EXERCISE DESCRIPTION: Output every line of the entries from the line containing "A single point marks each instance of the front window" through the last, exactly, with no other content.

----------------

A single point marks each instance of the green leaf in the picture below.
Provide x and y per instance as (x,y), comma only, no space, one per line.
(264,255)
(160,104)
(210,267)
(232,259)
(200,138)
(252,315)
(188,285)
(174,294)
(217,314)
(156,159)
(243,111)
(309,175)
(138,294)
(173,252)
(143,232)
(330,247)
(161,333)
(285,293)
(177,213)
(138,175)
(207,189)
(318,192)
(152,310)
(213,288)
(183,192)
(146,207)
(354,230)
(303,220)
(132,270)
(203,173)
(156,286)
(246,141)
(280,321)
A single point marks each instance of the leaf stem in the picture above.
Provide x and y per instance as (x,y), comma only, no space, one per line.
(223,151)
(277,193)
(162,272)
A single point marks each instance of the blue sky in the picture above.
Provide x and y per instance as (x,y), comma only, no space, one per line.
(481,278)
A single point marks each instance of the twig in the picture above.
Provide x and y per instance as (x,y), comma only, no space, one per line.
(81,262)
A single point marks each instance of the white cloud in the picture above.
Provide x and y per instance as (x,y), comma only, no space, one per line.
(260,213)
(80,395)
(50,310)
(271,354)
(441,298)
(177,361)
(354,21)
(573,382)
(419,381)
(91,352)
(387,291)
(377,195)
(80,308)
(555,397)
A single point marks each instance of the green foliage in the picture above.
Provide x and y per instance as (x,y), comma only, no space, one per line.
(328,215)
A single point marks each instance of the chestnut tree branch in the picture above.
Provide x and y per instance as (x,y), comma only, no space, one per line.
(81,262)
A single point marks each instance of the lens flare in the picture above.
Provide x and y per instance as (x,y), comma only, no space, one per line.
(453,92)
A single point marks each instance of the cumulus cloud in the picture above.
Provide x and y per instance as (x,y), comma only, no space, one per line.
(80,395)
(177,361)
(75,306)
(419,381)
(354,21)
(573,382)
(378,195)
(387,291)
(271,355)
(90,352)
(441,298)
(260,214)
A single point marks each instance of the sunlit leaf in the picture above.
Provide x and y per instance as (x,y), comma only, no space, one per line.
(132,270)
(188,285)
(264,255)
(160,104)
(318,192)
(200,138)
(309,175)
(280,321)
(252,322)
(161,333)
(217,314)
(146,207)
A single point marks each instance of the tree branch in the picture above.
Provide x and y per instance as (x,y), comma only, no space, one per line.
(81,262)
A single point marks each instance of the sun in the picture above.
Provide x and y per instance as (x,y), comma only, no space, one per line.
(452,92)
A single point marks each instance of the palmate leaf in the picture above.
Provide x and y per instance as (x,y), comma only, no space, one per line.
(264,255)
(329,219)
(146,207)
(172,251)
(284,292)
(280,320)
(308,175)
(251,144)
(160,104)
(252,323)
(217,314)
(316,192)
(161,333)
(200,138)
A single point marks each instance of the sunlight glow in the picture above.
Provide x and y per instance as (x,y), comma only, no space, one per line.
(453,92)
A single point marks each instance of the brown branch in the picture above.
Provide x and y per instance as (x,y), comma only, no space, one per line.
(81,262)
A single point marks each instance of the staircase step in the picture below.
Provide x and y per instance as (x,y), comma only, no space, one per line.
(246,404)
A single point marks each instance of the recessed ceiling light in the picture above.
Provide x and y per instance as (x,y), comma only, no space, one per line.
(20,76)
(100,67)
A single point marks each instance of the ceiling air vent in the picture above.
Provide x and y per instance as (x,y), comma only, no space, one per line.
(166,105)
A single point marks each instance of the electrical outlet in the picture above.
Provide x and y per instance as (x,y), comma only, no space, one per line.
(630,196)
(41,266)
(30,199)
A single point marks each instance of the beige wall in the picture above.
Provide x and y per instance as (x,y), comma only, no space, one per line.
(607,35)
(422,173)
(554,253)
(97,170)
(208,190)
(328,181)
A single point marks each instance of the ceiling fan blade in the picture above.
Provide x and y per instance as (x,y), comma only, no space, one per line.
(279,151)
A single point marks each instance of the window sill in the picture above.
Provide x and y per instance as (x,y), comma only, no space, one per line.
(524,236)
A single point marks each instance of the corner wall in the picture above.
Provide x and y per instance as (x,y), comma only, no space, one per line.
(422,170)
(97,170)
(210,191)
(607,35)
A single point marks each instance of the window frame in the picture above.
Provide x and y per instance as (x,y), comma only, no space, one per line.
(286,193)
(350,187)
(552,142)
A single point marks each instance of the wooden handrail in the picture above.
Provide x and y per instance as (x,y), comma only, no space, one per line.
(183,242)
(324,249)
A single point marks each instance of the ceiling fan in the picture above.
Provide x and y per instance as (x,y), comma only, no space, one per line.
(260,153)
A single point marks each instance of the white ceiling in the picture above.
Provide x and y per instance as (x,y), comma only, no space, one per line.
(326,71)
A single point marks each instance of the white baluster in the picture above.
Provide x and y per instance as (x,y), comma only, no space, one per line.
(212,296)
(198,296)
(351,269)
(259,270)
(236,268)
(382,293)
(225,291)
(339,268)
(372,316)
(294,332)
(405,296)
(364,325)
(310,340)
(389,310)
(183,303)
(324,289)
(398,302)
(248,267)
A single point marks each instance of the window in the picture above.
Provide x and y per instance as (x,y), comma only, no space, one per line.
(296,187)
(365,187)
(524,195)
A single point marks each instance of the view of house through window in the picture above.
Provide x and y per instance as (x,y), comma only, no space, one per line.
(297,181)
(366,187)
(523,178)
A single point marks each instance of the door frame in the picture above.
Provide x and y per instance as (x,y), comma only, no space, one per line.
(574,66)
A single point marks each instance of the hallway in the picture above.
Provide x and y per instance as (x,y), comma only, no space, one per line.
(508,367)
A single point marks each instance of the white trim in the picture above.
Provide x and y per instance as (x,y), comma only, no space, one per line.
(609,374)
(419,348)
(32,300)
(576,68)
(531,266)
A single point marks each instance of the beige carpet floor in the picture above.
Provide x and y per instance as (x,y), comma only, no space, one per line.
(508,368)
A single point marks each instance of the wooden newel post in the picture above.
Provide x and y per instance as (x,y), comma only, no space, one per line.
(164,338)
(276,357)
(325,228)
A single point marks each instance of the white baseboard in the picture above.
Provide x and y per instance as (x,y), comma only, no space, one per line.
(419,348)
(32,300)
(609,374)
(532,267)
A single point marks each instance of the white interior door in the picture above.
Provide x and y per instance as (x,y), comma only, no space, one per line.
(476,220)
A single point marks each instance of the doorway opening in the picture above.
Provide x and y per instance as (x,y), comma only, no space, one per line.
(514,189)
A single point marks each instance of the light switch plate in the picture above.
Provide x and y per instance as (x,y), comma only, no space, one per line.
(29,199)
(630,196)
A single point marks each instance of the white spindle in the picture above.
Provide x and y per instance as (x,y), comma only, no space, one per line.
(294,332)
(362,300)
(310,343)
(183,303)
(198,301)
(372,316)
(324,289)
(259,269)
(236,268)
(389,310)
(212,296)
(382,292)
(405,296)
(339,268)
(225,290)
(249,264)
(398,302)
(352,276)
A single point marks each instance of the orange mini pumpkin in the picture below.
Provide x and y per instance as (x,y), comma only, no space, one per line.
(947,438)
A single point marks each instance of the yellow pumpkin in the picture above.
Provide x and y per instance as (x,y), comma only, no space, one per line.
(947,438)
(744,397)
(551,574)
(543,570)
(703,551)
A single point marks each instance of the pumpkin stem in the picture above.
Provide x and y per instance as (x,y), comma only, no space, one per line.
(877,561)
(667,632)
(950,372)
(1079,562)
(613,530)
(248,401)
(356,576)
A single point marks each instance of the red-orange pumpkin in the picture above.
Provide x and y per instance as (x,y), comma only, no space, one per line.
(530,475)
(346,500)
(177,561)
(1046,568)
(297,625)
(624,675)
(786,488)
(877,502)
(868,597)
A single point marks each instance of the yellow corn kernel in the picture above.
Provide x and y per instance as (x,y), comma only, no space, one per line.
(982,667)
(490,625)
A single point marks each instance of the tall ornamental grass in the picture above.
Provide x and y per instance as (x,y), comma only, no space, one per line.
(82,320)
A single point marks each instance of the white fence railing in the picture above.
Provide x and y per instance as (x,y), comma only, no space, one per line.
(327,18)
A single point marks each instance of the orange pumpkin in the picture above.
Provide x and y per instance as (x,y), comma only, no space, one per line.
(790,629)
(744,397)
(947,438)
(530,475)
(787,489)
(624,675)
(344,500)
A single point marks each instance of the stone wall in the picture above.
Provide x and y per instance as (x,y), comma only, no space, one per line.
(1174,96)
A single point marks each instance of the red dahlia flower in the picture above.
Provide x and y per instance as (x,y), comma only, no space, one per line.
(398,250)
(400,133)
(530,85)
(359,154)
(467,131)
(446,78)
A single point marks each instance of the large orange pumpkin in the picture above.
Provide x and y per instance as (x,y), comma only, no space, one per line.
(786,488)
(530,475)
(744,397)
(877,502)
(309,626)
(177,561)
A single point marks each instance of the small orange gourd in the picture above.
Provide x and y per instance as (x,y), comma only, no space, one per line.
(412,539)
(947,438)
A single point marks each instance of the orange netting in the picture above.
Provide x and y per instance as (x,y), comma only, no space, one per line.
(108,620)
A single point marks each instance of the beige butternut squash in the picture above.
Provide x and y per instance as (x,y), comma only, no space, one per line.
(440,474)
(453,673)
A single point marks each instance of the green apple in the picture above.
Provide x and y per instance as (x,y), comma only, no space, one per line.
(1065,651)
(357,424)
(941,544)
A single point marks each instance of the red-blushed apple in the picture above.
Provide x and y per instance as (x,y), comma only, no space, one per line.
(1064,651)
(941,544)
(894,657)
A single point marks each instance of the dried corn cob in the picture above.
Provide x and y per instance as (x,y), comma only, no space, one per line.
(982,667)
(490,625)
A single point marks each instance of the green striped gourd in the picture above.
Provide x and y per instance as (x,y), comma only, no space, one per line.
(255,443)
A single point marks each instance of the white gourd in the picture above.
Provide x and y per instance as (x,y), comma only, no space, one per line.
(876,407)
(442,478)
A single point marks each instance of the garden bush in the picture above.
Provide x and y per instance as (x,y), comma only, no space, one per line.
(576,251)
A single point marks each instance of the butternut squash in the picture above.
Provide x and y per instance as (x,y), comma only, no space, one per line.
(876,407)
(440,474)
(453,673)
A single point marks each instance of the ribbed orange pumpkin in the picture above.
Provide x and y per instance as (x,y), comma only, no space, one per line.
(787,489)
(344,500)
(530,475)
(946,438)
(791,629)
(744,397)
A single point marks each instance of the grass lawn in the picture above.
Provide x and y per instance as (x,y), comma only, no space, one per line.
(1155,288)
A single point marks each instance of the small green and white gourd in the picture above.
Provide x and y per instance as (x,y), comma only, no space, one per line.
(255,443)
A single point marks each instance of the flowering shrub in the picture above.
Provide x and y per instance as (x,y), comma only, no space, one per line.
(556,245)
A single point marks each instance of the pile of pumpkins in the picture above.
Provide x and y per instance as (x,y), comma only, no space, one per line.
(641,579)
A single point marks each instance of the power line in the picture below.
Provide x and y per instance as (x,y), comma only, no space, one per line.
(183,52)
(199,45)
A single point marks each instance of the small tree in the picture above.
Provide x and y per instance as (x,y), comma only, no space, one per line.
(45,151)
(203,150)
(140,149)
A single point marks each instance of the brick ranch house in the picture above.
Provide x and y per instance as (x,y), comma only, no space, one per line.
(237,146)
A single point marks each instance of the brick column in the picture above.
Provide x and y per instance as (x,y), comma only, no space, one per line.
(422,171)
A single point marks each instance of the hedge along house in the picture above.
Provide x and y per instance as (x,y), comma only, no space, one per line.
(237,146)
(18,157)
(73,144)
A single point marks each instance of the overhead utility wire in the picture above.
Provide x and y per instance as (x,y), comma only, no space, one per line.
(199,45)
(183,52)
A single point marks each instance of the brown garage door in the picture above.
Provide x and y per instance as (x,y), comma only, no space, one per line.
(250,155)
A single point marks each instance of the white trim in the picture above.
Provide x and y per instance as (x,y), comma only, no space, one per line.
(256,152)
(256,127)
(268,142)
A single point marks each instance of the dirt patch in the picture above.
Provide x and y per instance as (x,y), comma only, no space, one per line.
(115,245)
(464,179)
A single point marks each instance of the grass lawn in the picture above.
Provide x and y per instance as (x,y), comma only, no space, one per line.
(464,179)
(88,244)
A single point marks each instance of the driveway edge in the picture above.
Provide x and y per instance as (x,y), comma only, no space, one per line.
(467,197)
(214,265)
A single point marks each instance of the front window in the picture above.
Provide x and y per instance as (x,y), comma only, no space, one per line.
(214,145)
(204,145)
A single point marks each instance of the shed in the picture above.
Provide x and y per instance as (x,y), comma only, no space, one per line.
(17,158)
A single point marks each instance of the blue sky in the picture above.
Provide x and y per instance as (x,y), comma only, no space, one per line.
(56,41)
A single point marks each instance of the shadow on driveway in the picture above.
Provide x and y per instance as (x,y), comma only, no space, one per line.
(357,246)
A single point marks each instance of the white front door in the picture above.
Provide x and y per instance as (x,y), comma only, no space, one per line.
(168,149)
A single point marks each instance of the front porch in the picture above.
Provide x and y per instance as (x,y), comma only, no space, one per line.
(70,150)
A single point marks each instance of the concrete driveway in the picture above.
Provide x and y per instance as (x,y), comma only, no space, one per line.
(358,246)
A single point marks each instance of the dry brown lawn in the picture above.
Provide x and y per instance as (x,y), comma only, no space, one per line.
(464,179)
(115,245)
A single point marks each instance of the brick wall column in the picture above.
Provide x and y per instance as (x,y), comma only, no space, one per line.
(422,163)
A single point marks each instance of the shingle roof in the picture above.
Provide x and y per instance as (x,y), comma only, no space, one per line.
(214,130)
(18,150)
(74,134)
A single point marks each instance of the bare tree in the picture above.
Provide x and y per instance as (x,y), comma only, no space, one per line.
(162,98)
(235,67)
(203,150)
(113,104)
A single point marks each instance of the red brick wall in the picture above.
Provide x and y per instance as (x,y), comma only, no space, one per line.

----------------

REPLY:
A single point marks each instance of the front window in the picture above.
Provide x and y per instance as (x,y), comma only, no space, one per line.
(214,145)
(204,145)
A single point marks each instance of the shed in the picture above.
Provide x and y per instance as (x,y), comma only, no space, one per line.
(17,158)
A single point marks each instance of the blue sky in the picture above.
Provide x and y per instance as (x,y), comma only, no space, one per line.
(56,41)
A single point marks each instance of the shadow on driveway in the picture above.
Provide x and y per instance as (x,y), comma only, no space, one per line.
(357,246)
A single point marks each instance of the white front door in the picture above.
Provide x and y per instance as (x,y), comma only, no space, one per line.
(168,149)
A single point marks each instance of the front porch in the picture above.
Provide x and y per instance as (x,y), comma only, no space, one per line.
(70,150)
A single point marks each instance of the concrete driveway in the picture above.
Provide x and y per instance as (x,y), comma only, no space, one per line.
(358,246)
A single point marks each instance of the dry brown lawn in the picture above.
Provide x and y per instance as (x,y), comma only, no space, one per line.
(464,179)
(115,245)
A single point marks each instance of the brick wall column in the picture above.
Provide x and y per instance as (x,y), comma only, no space, one per line.
(422,163)
A single point marks each instance of the shingle roof in the picture above.
Provide x and y per instance as (x,y), comma only, no space, one per line.
(214,130)
(18,150)
(74,134)
A single point marks each instance of the bare tree in the picture above.
Provide x and y per instance as (x,y), comma only, no space, one per line.
(162,98)
(235,67)
(203,150)
(113,104)
A single point marks each instance of the red brick wall in the picture above.
Provide x and y per instance as (x,y), comma only, no space, one per line.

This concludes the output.